Aim »
Which lines in the records contain the word "provide"? Report each of them in full.

Data pulled from a collection:
* * * *
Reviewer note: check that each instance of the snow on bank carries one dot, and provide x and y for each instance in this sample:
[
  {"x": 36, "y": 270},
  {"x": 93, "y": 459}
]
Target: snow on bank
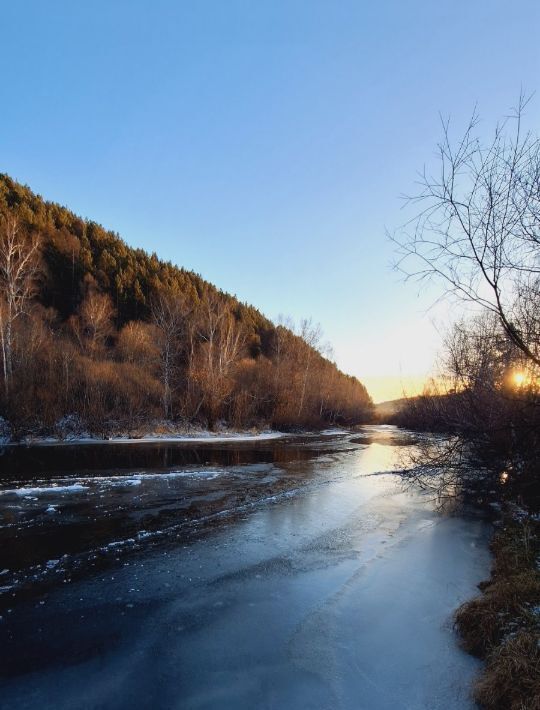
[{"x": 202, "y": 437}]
* * * *
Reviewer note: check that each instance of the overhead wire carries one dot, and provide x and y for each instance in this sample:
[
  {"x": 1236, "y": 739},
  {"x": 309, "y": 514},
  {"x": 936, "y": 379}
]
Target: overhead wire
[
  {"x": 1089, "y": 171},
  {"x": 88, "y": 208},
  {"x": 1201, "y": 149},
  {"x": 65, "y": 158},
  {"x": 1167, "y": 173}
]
* * * *
Final result »
Reviewer note: check that each instance of the snow on bank carries one dot, and provide x and y for each instance in this sample:
Reviewer note: check that each instance of the overhead wire carries one dot, and provide x and y for each instance in this sample:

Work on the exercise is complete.